Assigned task:
Please look for the string "stone" below and report every line in which it occurs.

Saved data entries:
......
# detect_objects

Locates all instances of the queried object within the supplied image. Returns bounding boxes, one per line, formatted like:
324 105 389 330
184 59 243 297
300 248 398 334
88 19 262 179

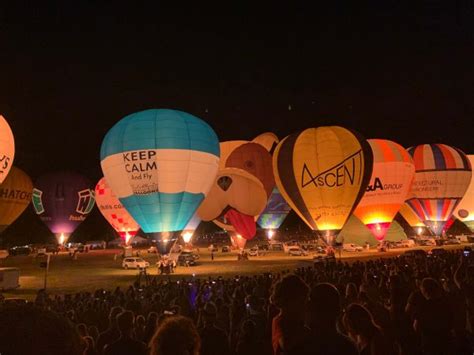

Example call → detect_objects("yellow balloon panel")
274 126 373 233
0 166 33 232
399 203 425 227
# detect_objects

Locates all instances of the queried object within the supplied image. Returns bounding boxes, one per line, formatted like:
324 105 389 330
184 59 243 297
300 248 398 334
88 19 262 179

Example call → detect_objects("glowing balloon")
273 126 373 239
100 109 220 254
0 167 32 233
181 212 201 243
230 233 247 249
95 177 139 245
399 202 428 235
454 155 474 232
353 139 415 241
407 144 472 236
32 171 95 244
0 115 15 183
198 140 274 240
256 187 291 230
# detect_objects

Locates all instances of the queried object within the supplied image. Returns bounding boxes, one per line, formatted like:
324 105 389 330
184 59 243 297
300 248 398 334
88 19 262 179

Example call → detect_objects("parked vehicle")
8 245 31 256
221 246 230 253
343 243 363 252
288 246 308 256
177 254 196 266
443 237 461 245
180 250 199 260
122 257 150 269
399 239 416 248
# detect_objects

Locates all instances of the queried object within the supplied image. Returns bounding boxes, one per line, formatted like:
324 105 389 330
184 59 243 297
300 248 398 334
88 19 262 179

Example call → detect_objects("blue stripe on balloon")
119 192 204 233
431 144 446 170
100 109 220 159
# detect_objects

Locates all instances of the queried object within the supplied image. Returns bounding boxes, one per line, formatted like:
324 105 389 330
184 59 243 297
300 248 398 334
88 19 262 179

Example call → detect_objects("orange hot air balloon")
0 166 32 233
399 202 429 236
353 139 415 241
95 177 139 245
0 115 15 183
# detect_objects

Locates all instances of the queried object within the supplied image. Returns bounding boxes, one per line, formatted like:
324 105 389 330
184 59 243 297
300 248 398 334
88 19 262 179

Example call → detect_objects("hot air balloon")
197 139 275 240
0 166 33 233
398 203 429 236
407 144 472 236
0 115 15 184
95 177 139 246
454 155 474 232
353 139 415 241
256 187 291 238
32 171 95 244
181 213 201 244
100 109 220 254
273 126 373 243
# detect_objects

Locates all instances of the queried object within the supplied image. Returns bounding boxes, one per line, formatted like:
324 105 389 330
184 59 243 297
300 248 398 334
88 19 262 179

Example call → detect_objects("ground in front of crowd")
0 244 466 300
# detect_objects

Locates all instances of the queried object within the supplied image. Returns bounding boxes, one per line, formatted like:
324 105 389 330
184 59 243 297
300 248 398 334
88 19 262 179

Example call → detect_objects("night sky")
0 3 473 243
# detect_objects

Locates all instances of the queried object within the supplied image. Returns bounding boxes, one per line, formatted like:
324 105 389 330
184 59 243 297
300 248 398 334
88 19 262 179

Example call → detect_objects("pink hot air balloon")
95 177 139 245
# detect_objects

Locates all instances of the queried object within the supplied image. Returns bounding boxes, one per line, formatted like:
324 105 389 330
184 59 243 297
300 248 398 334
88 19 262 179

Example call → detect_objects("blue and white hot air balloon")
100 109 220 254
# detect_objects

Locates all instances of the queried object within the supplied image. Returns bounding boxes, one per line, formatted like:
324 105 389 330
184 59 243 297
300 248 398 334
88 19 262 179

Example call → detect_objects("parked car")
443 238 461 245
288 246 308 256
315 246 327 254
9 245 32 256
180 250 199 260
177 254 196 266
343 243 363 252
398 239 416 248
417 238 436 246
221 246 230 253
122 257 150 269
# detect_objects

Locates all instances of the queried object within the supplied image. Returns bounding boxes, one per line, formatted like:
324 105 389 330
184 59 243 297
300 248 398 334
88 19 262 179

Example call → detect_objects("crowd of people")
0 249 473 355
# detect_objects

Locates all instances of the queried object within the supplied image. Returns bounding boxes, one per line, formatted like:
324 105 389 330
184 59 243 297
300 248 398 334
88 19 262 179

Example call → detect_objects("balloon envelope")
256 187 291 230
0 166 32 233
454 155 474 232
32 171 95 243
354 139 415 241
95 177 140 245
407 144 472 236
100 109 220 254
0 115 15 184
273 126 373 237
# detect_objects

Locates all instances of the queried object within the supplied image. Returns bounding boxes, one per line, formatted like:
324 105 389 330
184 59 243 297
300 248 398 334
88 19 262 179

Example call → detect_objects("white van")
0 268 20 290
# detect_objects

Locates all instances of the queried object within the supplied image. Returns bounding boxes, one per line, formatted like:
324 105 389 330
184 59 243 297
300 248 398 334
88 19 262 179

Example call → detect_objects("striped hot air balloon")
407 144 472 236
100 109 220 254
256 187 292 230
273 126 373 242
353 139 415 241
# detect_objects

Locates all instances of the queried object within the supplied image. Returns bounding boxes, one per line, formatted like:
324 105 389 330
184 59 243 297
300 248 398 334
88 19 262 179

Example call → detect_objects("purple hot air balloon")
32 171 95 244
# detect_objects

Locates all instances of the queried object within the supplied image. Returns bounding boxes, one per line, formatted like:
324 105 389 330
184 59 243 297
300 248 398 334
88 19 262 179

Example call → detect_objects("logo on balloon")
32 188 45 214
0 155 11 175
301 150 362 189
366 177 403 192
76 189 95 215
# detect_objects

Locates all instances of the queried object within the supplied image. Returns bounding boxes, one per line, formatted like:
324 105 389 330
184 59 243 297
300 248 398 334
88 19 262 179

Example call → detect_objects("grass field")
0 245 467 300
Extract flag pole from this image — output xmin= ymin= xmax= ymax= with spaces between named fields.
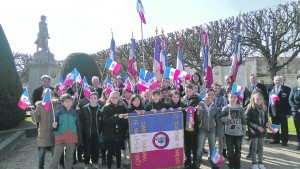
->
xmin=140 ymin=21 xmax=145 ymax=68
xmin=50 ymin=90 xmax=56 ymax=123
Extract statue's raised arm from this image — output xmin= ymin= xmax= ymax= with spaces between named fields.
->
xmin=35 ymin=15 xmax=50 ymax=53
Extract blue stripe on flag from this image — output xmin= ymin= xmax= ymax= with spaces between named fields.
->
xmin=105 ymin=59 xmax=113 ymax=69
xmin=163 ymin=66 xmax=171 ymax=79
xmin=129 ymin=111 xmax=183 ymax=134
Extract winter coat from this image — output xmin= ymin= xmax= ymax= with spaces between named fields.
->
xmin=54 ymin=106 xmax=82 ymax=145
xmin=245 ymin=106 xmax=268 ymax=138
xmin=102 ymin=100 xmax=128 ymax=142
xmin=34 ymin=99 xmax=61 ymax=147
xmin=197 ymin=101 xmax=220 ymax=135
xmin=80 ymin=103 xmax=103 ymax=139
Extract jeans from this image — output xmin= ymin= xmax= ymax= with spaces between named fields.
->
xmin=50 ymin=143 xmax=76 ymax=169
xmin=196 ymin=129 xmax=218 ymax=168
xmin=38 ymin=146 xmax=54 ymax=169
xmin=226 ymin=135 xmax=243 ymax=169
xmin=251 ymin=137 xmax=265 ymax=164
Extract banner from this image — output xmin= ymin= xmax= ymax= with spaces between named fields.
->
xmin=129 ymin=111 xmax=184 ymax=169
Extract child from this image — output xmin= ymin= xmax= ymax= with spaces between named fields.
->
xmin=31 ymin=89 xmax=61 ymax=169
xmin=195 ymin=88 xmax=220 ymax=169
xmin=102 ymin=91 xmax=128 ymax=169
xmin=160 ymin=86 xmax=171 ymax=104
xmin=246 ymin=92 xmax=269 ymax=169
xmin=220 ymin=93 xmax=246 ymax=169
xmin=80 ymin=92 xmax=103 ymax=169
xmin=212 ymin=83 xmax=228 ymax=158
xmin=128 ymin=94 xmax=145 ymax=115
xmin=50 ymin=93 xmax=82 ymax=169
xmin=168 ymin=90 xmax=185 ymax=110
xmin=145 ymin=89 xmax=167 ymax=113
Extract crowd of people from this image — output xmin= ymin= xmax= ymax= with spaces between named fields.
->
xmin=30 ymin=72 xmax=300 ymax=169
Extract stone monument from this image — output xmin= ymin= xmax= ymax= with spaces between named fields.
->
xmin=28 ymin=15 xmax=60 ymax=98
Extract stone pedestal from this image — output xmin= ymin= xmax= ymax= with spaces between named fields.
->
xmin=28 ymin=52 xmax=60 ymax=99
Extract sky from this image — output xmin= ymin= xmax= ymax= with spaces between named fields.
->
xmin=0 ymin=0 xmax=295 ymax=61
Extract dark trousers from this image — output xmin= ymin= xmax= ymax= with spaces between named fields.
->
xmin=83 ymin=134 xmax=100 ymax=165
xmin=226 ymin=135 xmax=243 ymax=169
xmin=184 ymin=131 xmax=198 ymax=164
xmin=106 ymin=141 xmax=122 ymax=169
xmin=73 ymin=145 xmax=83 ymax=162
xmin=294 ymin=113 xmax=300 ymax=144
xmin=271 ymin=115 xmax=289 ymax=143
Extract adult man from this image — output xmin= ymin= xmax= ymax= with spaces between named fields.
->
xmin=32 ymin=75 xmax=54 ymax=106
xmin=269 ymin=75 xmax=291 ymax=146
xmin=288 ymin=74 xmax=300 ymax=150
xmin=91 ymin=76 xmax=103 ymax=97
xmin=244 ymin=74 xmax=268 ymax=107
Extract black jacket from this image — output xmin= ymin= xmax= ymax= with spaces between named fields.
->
......
Your response:
Extract stone monument from this image — output xmin= ymin= xmax= ymax= with spaces between named fields.
Extract stone pedestal from this image — output xmin= ymin= xmax= ymax= with spaces between named fields.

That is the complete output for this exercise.